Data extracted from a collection
== == ==

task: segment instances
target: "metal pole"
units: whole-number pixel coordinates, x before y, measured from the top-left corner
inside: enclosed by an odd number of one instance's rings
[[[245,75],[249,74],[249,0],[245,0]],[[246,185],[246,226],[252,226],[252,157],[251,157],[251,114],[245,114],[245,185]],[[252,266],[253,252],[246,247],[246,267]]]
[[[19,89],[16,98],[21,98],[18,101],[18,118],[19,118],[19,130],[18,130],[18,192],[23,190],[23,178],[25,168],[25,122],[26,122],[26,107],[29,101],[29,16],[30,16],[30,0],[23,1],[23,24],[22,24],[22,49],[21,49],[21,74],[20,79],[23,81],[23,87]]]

== == ==

■ SET EXERCISE ■
Revise the material from its first line through the line containing "inside: enclosed by", substituting "upper-left" for "top-left" and leaving everything else unchanged. Reproduce only those lines.

■ COMPLETED TASK ■
task: segment instances
target: "metal pole"
units: whole-number pixel coordinates, x before y, measured from the upper-left corner
inside: enclosed by an odd number of one instance's rings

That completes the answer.